--- Textauszug ---
++++++++++++++++++++
Um viele Menschen ist es in dieser Hinsicht offenbar nicht sonderlich gut bestellt. Denn von den 918 Kandidaten blieben nur 192 übrig. Darunter auch Alexander Gerst, dem erst langsam dämmerte, dass die ganze Sache mit dem Weltraumflug vielleicht doch nicht nur ein schöner Traum bleiben musste.
Erneut wurde er eingeladen. Und diesmal hatte die Esa ein ganzes Team an Psychologen auf die potentiellen Astronauten angesetzt. Sie beobachteten sie bei Gruppenaufgaben. Und sie führten lange, tiefschürfende Gespräche. “Astronauten müssen begabte Kommunikatoren sein”, sagt Testleiter Danesy, “sie müssen teamfähig sein und in Konflikten angemessen reagieren.”
++++++++++++++++++++
--- Angezeigte Informationen ---
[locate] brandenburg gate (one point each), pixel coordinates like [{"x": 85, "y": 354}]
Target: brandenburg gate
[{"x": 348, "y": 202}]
++++++++++++++++++++
--- Ihre Aufgaben ---
[A] Nennen Sie alle Fähigkeiten, die Astronauten laut Testleiter Danesy im Textauszug haben müssen.
[B] Schreiben Sie aus dem Textauszug die Passage ab, beginnend mit „Um viele Menschen“ und weiter bis einschließlich „Traum bleiben musste.“.
Die Auflistung ist hierfür ohne Bedeutung.

--- Lösungen ---
[A]
- begabte Kommunikatoren sein
- teamfähig sein
- in Konflikten angemessen reagieren

[B]
Um viele Menschen ist es in dieser Hinsicht offenbar nicht sonderlich gut bestellt. Denn von den 918 Kandidaten blieben nur 192 übrig. Darunter auch Alexander Gerst, dem erst langsam dämmerte, dass die ganze Sache mit dem Weltraumflug vielleicht doch nicht nur ein schöner Traum bleiben musste.